──────── MATERIALS PROVIDED

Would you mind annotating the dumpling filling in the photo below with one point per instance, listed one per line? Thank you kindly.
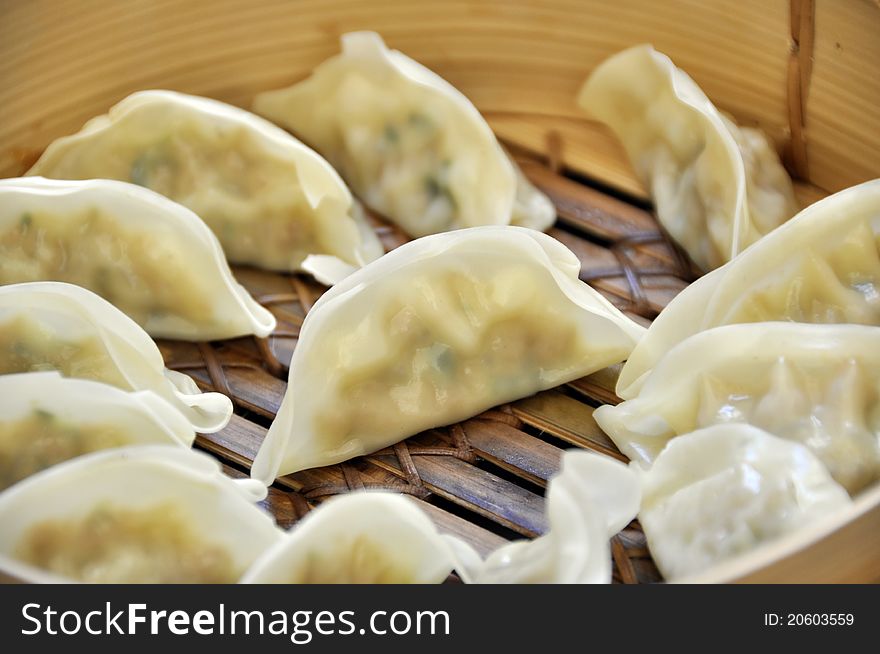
(116, 545)
(486, 344)
(399, 168)
(135, 271)
(26, 345)
(361, 561)
(42, 439)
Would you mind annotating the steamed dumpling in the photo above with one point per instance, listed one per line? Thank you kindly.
(435, 332)
(823, 266)
(141, 514)
(46, 419)
(723, 490)
(588, 502)
(818, 385)
(358, 538)
(152, 258)
(717, 187)
(408, 143)
(57, 326)
(269, 199)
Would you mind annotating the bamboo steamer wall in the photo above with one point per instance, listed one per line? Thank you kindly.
(804, 70)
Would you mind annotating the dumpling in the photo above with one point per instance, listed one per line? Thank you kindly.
(434, 332)
(141, 514)
(588, 502)
(822, 266)
(818, 385)
(410, 145)
(725, 489)
(359, 538)
(46, 419)
(717, 187)
(269, 199)
(154, 259)
(57, 326)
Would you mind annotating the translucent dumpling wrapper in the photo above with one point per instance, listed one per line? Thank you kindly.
(435, 332)
(588, 502)
(822, 266)
(718, 187)
(141, 514)
(407, 142)
(46, 419)
(58, 326)
(151, 257)
(270, 200)
(818, 385)
(364, 537)
(726, 489)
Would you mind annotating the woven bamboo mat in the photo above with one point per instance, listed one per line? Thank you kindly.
(482, 479)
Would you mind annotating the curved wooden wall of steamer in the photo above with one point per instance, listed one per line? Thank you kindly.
(804, 70)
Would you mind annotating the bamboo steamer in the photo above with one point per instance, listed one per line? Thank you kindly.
(803, 70)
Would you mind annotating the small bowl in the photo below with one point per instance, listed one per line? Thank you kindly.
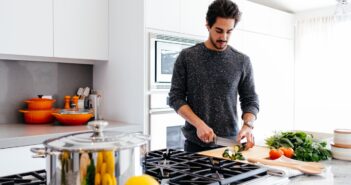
(341, 153)
(72, 117)
(38, 116)
(342, 137)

────────────────

▶ _EXERCISE DIRECTIONS_
Render every line of the entries above as a Markdown table with the columns "Number" and "Line", skipping blank lines. Leave out the pictures.

▶ _EXERCISE SOLUTION_
| Number | Line |
|---|---|
| 1 | Would you mind annotating the dumpling filling in the photo below with one point per instance, listed one per line? Thank you kindly. |
| 2 | (116, 545) |
| 3 | (486, 344) |
| 4 | (399, 168) |
| 5 | (135, 271) |
| 6 | (26, 345) |
| 7 | (361, 561) |
| 8 | (42, 439) |
| 9 | Would you mind annotating the steamed dumpling in the photo above with one point per instance, listed one per line? Thank you kindly. |
| 10 | (435, 332) |
| 11 | (823, 266) |
| 12 | (141, 514) |
| 13 | (46, 419) |
| 14 | (723, 490) |
| 15 | (588, 502) |
| 16 | (818, 385) |
| 17 | (358, 538) |
| 18 | (152, 258) |
| 19 | (717, 187) |
| 20 | (408, 143) |
| 21 | (57, 326) |
| 22 | (269, 199) |
| 23 | Would you mind annotating the bamboo steamer wall in the photo above with one point per instance, listed one per line? Thank you kindly. |
| 24 | (804, 70) |
| 25 | Would you mind annotating the dumpling in the photo above with one point per instance, listed one per line? Thank you kindly. |
| 26 | (434, 332) |
| 27 | (141, 514) |
| 28 | (588, 502) |
| 29 | (822, 266) |
| 30 | (818, 385) |
| 31 | (410, 145) |
| 32 | (725, 489) |
| 33 | (359, 538) |
| 34 | (46, 419) |
| 35 | (717, 187) |
| 36 | (269, 199) |
| 37 | (154, 259) |
| 38 | (57, 326) |
| 39 | Would you mind annotating the translucent dumpling wrapper in the photo above with one point per instance, listed one per line? Thank you kindly. |
| 40 | (435, 332) |
| 41 | (588, 502) |
| 42 | (822, 266) |
| 43 | (718, 187) |
| 44 | (141, 514) |
| 45 | (407, 142) |
| 46 | (46, 419) |
| 47 | (58, 326) |
| 48 | (151, 257) |
| 49 | (270, 200) |
| 50 | (818, 385) |
| 51 | (364, 537) |
| 52 | (726, 489) |
| 53 | Would you mind annotating the woven bamboo mat in the photo above with one point per instance, listed one per line? Thank you kindly. |
| 54 | (482, 479) |
| 55 | Would you mind annotating the curved wooden wall of steamer in the photo above with one point per instance, listed one per line? Thank you kindly. |
| 56 | (804, 70) |
| 57 | Would you mind annotating the bamboo steamer in the photo above with one point per instance, listed one per line? Thank you kindly. |
| 58 | (803, 70) |
| 59 | Would you mind annotating the small bowl in the photo below with one point per instance, listed one per line? Thank you kindly. |
| 60 | (341, 153) |
| 61 | (72, 117) |
| 62 | (38, 116) |
| 63 | (342, 137) |